• Materials provided:
★ ★ ★ ★ ★

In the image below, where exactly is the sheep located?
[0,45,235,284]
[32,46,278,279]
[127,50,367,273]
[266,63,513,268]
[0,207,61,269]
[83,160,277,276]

★ ★ ★ ★ ★

• What to produce: Render the records above as a JSON list of strings, with one string per line and no entries for blank lines.

• Task response:
[
  "In the image below, where exactly is the sheep located?",
  "[0,45,235,284]",
  "[32,46,278,279]",
  "[127,50,367,273]",
  "[266,63,513,268]",
  "[0,207,61,269]",
  "[83,160,277,276]"
]